Exactly as written and without the pictures, output the entries below.

Referring expression data:
# # # #

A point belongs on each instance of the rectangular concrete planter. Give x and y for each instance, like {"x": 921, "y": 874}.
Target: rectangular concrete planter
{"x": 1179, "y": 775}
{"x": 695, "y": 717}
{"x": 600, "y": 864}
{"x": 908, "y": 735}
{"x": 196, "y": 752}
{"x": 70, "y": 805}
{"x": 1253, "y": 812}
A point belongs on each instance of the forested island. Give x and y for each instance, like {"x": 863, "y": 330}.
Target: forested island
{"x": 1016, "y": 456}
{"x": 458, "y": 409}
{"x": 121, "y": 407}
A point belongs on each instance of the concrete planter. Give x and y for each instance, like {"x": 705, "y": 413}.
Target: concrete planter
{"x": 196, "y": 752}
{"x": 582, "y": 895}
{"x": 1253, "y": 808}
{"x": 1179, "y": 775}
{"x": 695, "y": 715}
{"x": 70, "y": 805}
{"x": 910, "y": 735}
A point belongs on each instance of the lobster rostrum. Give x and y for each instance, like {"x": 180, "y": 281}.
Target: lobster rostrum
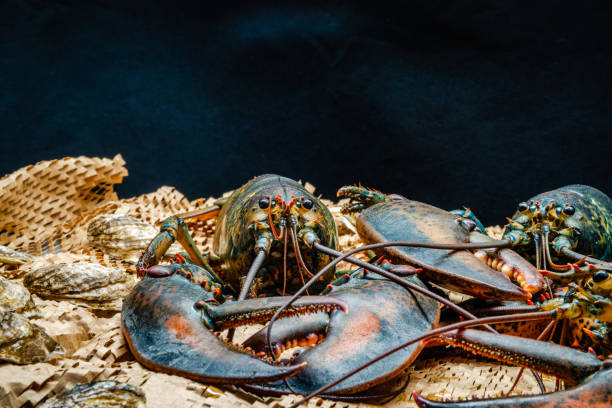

# # # #

▶ **Answer to this task**:
A point belongs on each instance of the rectangular concrete planter. Give x and y for each instance, like {"x": 921, "y": 874}.
Target: rectangular concrete planter
{"x": 1179, "y": 775}
{"x": 695, "y": 717}
{"x": 600, "y": 864}
{"x": 908, "y": 735}
{"x": 196, "y": 752}
{"x": 70, "y": 805}
{"x": 1253, "y": 812}
A point belongs on each instance of the forested island. Give x and y for each instance, like {"x": 863, "y": 330}.
Target: forested island
{"x": 1016, "y": 456}
{"x": 458, "y": 409}
{"x": 121, "y": 407}
A point belongs on each instance of the concrete planter. Give x and y for each instance, like {"x": 705, "y": 413}.
Target: concrete planter
{"x": 196, "y": 752}
{"x": 582, "y": 895}
{"x": 1253, "y": 808}
{"x": 1179, "y": 775}
{"x": 695, "y": 715}
{"x": 70, "y": 805}
{"x": 910, "y": 735}
A point belongs on each instance of the lobster rostrum. Give x and y for each instance, like {"x": 180, "y": 281}.
Target: lobster rostrum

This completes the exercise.